Comment est née l’idée du film ? Vous étiez lecteur de Bourdieu ?

Lecteur non, parce qu’il y a très peu de gens qui peuvent se dire lecteurs de Bourdieu. (…) J’avais abordé l’œuvre de Bourdieu par de vagues études en première année de sociologie, et par le biais d’un de ses principaux vulgarisateurs, Alain Accardo. C’est un professeur que j’ai eu l’occasion de croiser dans une école de journalisme, ce qui est assez étonnant, il donnait un cours qui était une initiation à l’œuvre de Bourdieu, et ça m’a ouvert les yeux sur cette pensée. Ensuite, en tant qu’autodidacte, je me suis intéressé à son travail, mais de manière relativement superficielle, sans être spécialiste, et je l’ai utilisé dans certains de mes travaux audiovisuels. J’ai réalisé pas mal de sujets pour un magazine de France 3, Strip-Tease, dans lesquels je me suis intéressé aux relations d’aliénation. Comment les gens étaient dominés et en dominaient d’autres. Je me suis servi de manière très sauvage des analyses de Bourdieu pour comprendre ces situations-là, d’exploitation, d’auto exploitation, d’aliénation, de domination. C’est tout naturellement qu’à un moment donné, quand j’ai eu la possibilité de le rencontrer, à la suite d’une émission de télévision qui s’était très mal passée, l’émission Arrêt Sur Images de Daniel Schneiderman. Bourdieu est sorti très frustré de cette émission parce qu’il s’est aperçu que la télévision, à travers cette émission, ne lui donnait pas la possibilité d’exprimer correctement ses analyses. Donc je lui ai dit, on fait un film, j’ai envie de faire un film depuis longtemps, et on prendra le temps qu’il faut, et on le fera sans la télévision si celle-ci n’en veut pas.

Objectifs:
1. Répondez à ces questions sur l'entretien consacré à la naissance du film avec Bourdieu :
(a) Par quel vulgarisateur de Bourdieu la personne interrogée a-t-elle abordé son œuvre ?
(b) Pour quel magazine de France 3 a-t-elle réalisé des sujets ?
(c) À l'issue de quelle émission Bourdieu est-il sorti très frustré ?
2. Reprenez l'entretien sur la naissance du film avec Bourdieu à la suite de sa dernière phrase.

Bloc de données:
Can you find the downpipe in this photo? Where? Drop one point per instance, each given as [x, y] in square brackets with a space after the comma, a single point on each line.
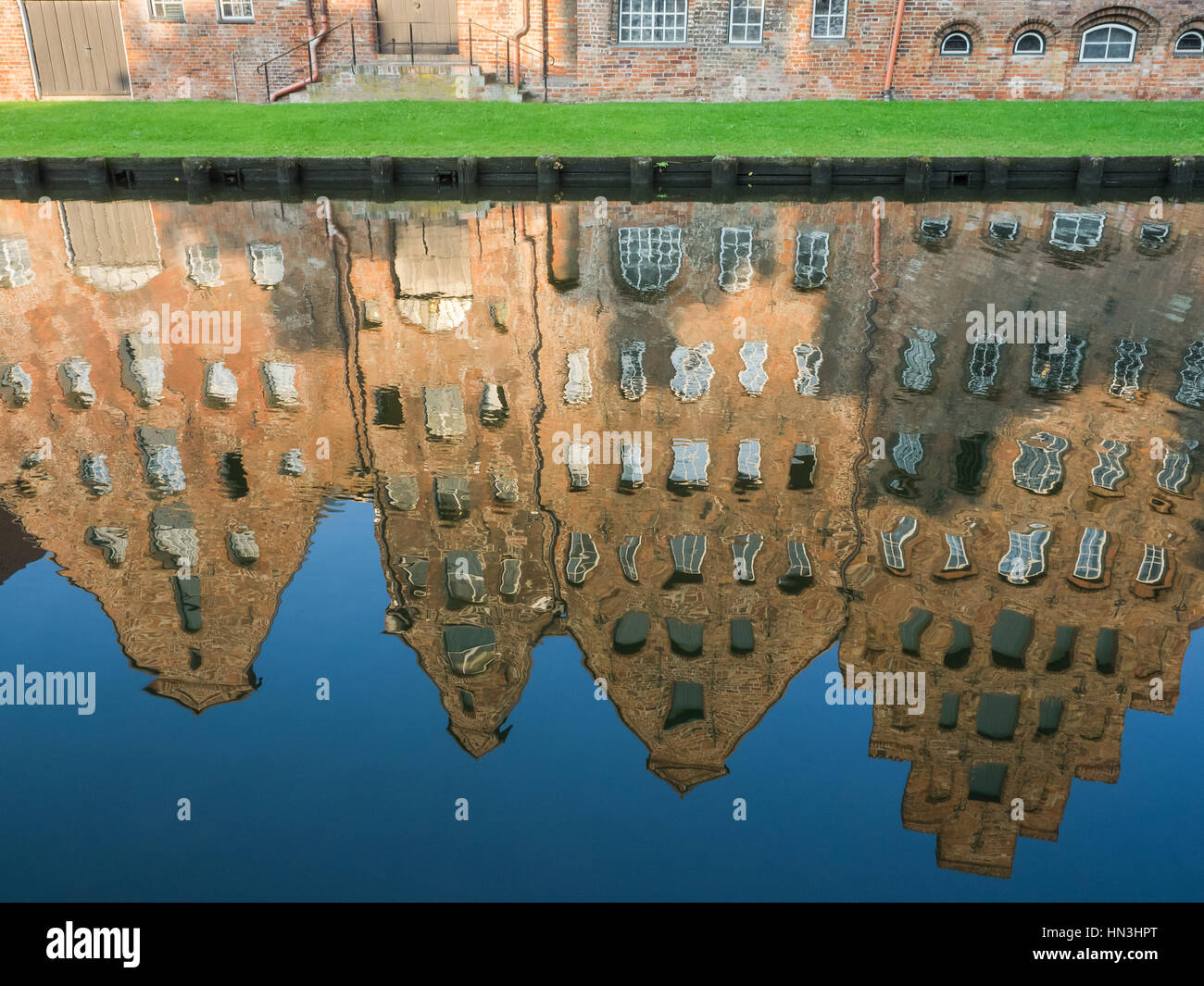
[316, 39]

Réponses par consigne:
1.
(a) Alain Accardo.
(b) Strip-Tease.
(c) Arrêt Sur Images, l'émission de Daniel Schneiderman.

2.
Vous aviez espoir que la télévision allait en vouloir ?

Oui, il a été proposé à toutes les chaînes, et il a été refusé de partout. (…) Le film s’est fait sans le financement de la télévision, mais ça veut dire aussi sans le contrôle de la télévision. Parce que s’il avait été fait pour la télévision, il y aurait peut-être eu des contraintes à respecter qui auraient nui au film. Le film s’est fait finalement en disant : puisque la télévision ne donne pas la possibilité aux analyses de Pierre Bourdieu d’être entendues, je vais essayer, dans la mesure de mes moyens, de rendre audible certaines de ses analyses.

Quel est l’intérêt des médias de citer tout le temps Bourdieu et de ne jamais lui donner la parole ?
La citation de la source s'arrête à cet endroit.